--- START Excerpted passage ---

If you read personal style blogs, follow street style photographers and especially if you have a blog, it can be very easy to be swept up in the world of fast fashion and It-bags-shoes-and-stuff. When I first became an avid reader of personal style blogs in 2007, I developed a voracious appetite for new and unusual fashion that I couldn’t find in magazines or on my college campus at the time. I spent a lot of time and money coveting clothes that had no real place in my daily life and didn’t even really fit into my personal style. I had a good eye for what was going to be the next blogger must-have and the patience to troll eBay until I found just what I was looking for. There is, however, a useful and scary feature on eBay that tells you how much you have spent to date, and when I saw that number move beyond the triple digits I knew it was time to reassess my hobby.
Around this time I discovered a blogger who was documenting her pursuit of the 5 Piece French Wardrobe. I for the life of me cannot find her blog now (it has been 5 years since I read it) and I’ll continue to search, but her minimalist approach was the first of its kind that I had seen. Now I feel that the 5 Piece method is widely covered, but back then I found not only the concept to be innovative but her exacting, almost obsessive dedication to developing a short list and sticking to it to be a whole new way of looking at shopping. Rather than “here are this season’s trends, here’s where to buy them, here are the next season’s trends, quick get a jump start” it was curating your closet in a very calculating way. I can’t say that my system will ever be quite so rigid or structured as the blogger that inspired me, that wouldn’t be sustainable for me, but over the years I have developed a healthier way of living in the blog world. Having moved houses 8 times since I graduated has also helped me cull. These 5 questions are the checks and balances that I use before taking anything new home with me.

--- END Excerpted passage ---

* _Problem set_:
a: Condense the paragraph of the post on personal style blogs that begins "Around this time I discovered" into a shorter version that keeps its main facts.
b: In the post on personal style blogs, take the passage from "If you read" to "reassess my hobby." and swap "eBay" for "Etsy".

--- START Information provided ---

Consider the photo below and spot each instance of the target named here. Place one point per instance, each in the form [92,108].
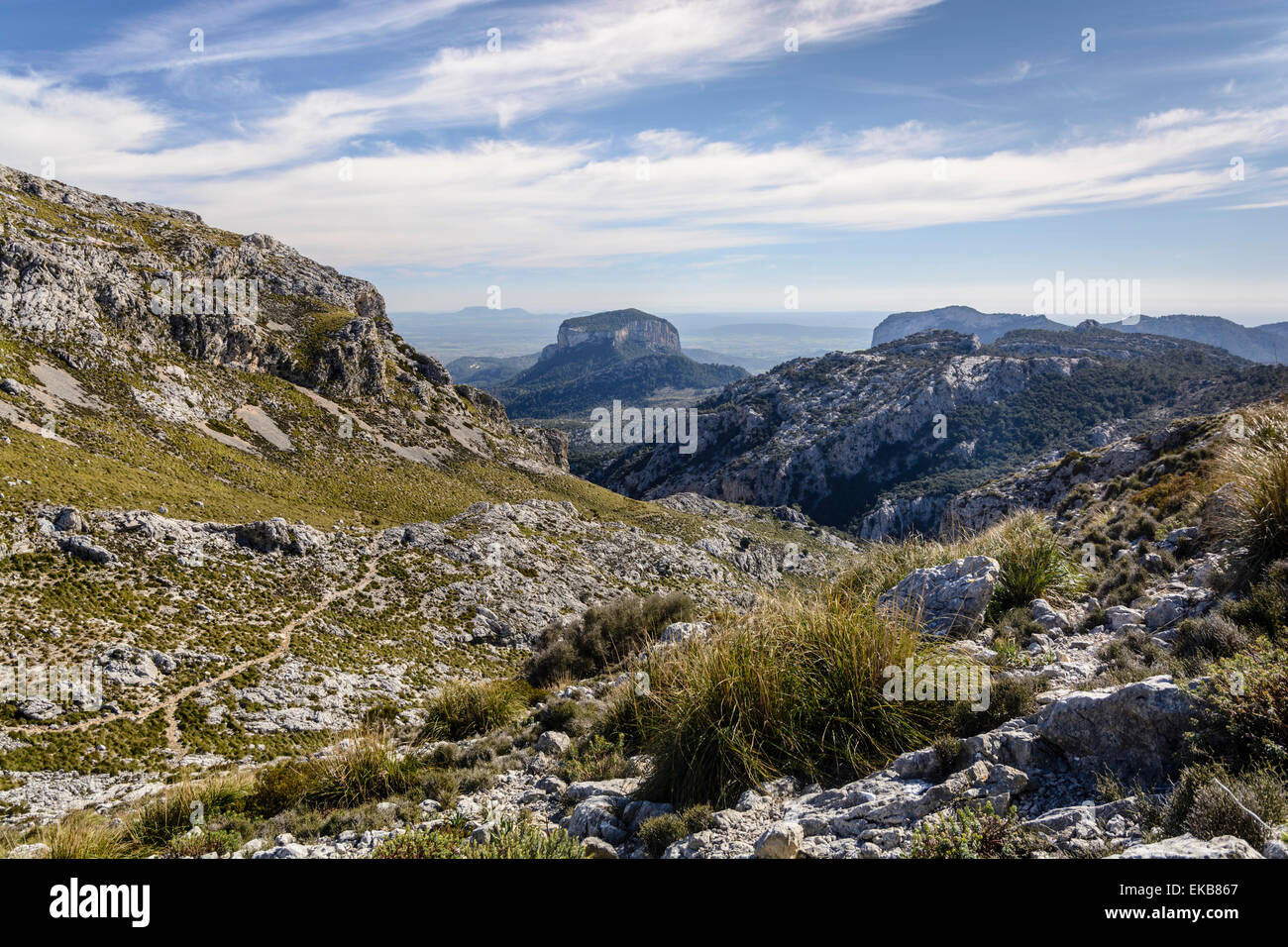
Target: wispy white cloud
[503,202]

--- END Information provided ---

* _Answers for this exercise_:
a: Around this time I found a blogger documenting her pursuit of the 5 Piece French Wardrobe. I can't find her blog now, five years later, but hers was the first minimalist approach I had seen. The method is widely covered today. Back then, though, both the concept and her exacting, almost obsessive commitment to a short list struck me as a new way to shop: instead of chasing each season's trends, she curated her closet in a calculating way. My own system will never be that rigid, since that wouldn't be sustainable for me, but over the years I have found a healthier way of living in the blog world. Moving houses 8 times since graduating has also helped me cull. Before I take anything new home, I check it against 5 questions.

b:
If you read personal style blogs, follow street style photographers and especially if you have a blog, it can be very easy to be swept up in the world of fast fashion and It-bags-shoes-and-stuff. When I first became an avid reader of personal style blogs in 2007, I developed a voracious appetite for new and unusual fashion that I couldn’t find in magazines or on my college campus at the time. I spent a lot of time and money coveting clothes that had no real place in my daily life and didn’t even really fit into my personal style. I had a good eye for what was going to be the next blogger must-have and the patience to troll Etsy until I found just what I was looking for. There is, however, a useful and scary feature on Etsy that tells you how much you have spent to date, and when I saw that number move beyond the triple digits I knew it was time to reassess my hobby.